## Data items
────────────────

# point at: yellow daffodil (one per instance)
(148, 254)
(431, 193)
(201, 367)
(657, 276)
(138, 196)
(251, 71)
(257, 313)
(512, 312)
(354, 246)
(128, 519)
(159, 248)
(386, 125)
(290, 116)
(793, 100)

────────────────

## THE PROBLEM
Return every line of the rows above that contains the string "daffodil".

## EXERCISE SOLUTION
# point at: yellow daffodil (one per instance)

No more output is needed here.